Stated exercise
Copy out, word for word, the lines below that run from the line containing "Exercise. Annotate the hillside" through the last line, including both of those lines.

Information provided
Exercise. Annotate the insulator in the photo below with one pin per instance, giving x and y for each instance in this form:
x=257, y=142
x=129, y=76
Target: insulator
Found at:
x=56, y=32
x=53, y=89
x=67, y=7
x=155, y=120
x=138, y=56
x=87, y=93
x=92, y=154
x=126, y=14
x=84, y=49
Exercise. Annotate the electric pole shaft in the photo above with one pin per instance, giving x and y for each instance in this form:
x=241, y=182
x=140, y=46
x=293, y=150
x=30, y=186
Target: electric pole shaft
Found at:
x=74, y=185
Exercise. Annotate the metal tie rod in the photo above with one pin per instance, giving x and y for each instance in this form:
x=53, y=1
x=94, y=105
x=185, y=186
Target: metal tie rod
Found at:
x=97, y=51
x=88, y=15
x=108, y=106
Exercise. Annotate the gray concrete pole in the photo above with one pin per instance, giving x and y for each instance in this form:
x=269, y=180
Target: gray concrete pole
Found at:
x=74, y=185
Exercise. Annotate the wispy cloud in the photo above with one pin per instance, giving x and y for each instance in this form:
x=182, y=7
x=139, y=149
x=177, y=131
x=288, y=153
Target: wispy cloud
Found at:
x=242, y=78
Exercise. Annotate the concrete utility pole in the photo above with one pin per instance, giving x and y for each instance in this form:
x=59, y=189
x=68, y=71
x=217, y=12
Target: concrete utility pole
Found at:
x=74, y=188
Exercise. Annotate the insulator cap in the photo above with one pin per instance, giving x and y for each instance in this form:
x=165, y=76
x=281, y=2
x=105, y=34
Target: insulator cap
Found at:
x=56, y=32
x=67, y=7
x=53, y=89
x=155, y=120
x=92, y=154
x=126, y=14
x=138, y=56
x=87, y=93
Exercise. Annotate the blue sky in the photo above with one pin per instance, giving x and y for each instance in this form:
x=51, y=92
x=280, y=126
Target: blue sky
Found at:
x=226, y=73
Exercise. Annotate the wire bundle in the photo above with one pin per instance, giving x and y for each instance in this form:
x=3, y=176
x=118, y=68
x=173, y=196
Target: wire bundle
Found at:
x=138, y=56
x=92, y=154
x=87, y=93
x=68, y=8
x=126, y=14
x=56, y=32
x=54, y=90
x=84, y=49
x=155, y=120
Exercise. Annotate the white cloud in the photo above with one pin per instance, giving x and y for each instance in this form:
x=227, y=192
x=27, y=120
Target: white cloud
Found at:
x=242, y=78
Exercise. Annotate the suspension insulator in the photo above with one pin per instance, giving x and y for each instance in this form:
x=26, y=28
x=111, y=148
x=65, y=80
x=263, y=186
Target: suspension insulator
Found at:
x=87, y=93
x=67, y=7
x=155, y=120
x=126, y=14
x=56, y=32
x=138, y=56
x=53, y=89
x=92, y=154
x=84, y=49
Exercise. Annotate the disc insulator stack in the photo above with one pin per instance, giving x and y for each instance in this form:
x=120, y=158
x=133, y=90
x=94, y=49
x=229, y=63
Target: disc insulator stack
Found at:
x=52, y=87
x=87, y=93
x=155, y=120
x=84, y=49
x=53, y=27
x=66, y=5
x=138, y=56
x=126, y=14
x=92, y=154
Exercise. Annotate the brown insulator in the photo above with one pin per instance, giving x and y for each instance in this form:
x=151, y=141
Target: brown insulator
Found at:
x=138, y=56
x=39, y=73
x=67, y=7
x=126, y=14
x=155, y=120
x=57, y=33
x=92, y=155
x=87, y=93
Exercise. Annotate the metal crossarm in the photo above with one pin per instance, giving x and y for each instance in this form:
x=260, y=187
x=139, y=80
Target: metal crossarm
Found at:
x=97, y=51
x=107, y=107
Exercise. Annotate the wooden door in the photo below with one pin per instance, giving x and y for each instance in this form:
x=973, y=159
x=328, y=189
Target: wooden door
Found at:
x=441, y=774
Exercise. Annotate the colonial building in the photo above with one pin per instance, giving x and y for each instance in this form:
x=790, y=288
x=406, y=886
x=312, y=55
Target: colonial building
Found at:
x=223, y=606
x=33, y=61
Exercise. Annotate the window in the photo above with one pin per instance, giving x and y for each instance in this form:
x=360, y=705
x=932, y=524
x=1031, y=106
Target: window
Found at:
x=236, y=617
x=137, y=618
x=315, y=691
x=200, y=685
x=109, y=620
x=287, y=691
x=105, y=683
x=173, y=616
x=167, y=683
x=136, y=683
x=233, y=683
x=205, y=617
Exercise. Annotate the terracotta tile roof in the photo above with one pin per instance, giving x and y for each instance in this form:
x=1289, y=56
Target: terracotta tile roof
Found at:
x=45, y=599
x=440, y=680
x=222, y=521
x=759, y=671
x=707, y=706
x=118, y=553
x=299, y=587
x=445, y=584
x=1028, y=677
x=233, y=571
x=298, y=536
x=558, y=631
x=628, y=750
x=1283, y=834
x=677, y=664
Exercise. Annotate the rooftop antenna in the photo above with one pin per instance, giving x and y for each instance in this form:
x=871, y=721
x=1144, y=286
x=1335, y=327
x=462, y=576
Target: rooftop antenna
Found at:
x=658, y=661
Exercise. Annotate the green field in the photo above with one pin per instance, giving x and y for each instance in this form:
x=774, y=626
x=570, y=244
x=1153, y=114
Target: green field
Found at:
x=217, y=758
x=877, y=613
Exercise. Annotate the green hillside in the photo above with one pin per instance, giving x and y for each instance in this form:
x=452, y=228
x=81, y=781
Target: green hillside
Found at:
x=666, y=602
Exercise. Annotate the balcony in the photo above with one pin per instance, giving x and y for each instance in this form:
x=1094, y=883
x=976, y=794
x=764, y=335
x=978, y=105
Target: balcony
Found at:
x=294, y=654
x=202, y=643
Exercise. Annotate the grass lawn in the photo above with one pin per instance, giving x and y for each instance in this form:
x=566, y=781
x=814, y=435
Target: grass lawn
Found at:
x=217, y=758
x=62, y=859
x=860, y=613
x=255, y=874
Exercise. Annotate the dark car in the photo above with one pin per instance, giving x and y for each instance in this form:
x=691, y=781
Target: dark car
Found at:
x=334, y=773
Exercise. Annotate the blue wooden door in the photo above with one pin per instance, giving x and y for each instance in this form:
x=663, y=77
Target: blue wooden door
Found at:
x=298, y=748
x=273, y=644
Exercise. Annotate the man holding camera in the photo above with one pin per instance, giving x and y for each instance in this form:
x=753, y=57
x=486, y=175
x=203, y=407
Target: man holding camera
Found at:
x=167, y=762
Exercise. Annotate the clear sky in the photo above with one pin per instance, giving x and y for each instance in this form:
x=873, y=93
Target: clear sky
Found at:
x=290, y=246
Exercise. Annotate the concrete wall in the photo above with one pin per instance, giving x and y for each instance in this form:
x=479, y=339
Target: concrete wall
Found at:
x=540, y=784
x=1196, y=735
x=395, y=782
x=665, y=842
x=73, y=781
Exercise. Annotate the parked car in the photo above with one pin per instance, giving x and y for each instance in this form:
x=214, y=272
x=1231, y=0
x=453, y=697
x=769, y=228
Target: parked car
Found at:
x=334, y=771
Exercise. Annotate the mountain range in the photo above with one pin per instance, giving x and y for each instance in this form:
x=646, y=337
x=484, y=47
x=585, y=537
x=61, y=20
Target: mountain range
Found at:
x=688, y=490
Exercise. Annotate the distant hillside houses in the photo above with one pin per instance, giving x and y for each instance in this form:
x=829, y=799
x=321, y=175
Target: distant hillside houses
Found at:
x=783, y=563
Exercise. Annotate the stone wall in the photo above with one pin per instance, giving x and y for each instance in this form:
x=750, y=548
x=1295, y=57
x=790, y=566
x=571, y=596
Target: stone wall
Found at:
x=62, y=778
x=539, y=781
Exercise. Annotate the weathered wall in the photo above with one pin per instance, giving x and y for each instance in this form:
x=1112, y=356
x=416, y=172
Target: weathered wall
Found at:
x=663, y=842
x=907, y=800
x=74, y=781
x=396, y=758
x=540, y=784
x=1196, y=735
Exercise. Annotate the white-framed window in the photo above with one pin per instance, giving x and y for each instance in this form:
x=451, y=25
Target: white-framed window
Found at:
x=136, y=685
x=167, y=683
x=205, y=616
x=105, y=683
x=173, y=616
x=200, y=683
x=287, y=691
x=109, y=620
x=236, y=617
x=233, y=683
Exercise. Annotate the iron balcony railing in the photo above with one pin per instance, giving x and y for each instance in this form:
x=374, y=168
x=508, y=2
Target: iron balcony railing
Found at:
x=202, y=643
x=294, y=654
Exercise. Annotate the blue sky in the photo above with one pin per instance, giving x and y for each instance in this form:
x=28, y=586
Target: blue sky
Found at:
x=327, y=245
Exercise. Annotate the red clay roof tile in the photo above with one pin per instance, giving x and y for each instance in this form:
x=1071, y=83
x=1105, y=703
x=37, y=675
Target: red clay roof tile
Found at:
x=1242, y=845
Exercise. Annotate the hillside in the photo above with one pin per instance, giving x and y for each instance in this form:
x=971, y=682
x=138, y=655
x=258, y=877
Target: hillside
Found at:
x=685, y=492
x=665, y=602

Task solution
Exercise. Annotate the hillside in the photo above with one pin per instance, giving x and y for each instance in this form:
x=971, y=682
x=138, y=655
x=258, y=877
Target: hillside
Found at:
x=685, y=492
x=665, y=602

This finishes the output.